— begin —

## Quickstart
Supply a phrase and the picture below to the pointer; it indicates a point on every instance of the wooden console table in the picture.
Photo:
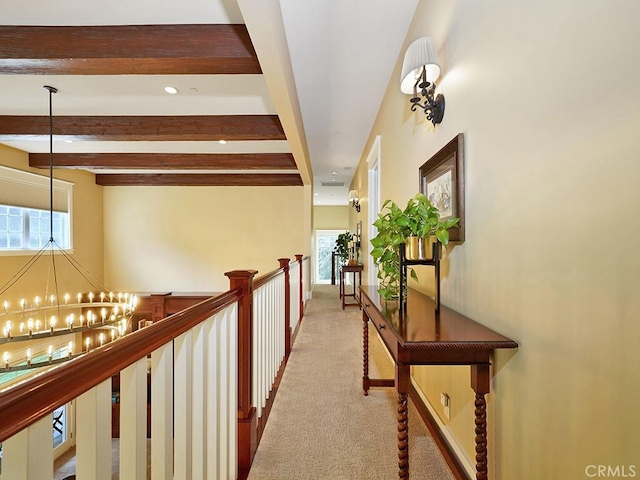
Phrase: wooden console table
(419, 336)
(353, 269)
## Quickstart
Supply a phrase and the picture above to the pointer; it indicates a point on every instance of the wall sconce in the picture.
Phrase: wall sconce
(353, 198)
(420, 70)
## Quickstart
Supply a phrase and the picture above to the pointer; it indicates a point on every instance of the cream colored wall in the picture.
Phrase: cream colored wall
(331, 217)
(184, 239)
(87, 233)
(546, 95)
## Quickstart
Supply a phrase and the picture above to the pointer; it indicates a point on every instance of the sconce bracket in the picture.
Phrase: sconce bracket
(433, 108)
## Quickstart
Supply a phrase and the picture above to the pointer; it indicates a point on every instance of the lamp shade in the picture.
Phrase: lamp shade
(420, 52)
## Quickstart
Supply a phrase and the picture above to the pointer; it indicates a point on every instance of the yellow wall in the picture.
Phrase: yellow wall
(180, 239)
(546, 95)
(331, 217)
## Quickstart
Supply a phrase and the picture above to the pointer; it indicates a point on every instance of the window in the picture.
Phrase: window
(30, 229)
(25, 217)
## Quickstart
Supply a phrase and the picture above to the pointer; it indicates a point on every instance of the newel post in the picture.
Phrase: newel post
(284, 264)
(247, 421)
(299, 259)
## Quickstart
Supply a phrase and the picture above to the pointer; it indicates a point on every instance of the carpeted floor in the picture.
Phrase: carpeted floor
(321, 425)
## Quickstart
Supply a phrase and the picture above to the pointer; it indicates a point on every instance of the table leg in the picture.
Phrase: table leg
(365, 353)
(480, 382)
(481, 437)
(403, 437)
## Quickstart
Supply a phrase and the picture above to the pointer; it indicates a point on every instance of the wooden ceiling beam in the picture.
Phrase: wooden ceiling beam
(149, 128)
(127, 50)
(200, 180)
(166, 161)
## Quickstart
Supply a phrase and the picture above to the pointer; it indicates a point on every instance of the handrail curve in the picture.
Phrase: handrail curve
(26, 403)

— end —
— begin —

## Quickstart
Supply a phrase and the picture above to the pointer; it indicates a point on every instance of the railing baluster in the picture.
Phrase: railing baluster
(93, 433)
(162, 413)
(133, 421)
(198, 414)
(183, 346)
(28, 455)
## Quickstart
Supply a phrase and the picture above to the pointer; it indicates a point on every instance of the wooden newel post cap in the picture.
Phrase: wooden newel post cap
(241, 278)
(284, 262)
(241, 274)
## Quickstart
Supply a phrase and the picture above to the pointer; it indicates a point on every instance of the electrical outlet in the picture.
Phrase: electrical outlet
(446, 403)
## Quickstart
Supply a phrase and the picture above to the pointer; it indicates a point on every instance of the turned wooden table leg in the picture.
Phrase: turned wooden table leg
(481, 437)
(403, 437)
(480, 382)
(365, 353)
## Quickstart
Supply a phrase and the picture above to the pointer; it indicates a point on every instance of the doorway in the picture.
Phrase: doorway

— end —

Show every line above that contains the word "bracket", copying each line in full.

Supply a phrase and the picture above to the pointer; it indicates a point on every instance of the sconce bracket in the picture.
Phrase: sconce bracket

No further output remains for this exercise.